Required action: Print the data below exactly, but only the lines from the one containing "Task: locate the innermost point of each instance of the grid" down to the one containing "Target: wooden desk surface", inclusive.

Segment Start: Excerpted data

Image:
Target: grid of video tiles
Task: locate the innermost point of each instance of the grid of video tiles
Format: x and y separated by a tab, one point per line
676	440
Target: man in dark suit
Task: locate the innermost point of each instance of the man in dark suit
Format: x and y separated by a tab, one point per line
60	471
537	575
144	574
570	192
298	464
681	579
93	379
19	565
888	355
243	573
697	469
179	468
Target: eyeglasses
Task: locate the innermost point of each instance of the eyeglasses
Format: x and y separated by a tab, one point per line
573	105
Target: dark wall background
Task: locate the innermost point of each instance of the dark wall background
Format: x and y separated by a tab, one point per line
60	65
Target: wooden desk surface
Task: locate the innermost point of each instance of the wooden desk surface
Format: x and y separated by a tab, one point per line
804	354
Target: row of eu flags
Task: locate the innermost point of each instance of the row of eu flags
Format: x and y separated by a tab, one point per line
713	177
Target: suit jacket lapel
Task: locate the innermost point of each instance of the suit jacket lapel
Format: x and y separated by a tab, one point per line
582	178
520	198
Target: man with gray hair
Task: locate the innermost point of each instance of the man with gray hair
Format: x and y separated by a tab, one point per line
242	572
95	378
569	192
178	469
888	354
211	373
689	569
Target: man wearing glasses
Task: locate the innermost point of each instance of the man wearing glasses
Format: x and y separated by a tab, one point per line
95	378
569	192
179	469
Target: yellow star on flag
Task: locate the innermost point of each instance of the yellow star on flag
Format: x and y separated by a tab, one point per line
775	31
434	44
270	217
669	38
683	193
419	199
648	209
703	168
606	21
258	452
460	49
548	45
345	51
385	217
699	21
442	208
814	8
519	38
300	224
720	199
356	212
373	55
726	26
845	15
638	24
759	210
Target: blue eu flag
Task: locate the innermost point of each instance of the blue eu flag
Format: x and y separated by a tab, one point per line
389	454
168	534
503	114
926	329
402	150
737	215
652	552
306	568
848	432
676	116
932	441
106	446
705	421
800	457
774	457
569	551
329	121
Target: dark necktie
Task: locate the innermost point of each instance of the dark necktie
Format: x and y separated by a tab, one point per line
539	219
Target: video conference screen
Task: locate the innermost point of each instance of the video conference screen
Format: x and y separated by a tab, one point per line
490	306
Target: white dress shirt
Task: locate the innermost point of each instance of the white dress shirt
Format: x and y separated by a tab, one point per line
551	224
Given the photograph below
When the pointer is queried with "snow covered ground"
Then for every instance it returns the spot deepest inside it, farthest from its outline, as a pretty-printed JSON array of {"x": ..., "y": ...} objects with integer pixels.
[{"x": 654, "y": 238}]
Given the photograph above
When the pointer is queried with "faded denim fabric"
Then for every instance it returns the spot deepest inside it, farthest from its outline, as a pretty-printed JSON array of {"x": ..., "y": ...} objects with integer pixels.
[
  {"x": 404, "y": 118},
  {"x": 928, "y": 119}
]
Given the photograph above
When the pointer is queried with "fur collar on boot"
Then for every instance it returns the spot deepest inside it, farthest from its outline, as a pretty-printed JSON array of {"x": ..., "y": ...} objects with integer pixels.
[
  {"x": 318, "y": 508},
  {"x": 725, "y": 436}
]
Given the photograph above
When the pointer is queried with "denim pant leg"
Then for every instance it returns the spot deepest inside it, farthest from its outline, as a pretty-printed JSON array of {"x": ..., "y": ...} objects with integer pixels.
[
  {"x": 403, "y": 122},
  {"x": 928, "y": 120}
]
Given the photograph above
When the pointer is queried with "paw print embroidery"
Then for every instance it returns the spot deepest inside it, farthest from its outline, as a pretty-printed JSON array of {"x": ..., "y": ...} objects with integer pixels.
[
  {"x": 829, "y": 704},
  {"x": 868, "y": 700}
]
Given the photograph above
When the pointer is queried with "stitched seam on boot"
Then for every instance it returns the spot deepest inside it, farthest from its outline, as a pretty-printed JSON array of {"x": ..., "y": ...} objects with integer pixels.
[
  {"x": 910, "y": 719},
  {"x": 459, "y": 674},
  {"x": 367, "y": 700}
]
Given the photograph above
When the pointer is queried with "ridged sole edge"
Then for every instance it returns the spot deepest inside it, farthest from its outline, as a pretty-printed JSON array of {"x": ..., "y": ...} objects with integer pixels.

Segment End: Excerpted data

Answer to the exercise:
Task: locate the innermost point of each instance of the grid of video tiles
Format: x and y separated by a tab, one point per line
676	440
Target: man in dark suit
Task: locate the innermost point of each instance of the man in dark suit
Format: x and y separated by a tab, one point per line
60	471
537	575
144	574
570	192
298	464
681	579
93	379
19	565
888	355
243	573
697	469
179	468
Target: eyeglasses
Task: locate the innermost point of each instance of the eyeglasses
Format: x and y separated by a tab, one point per line
573	105
Target: dark wall background
Task: locate the innermost point of each instance of the dark wall background
Format: x and y separated by a tab, one point per line
60	65
Target: wooden desk surface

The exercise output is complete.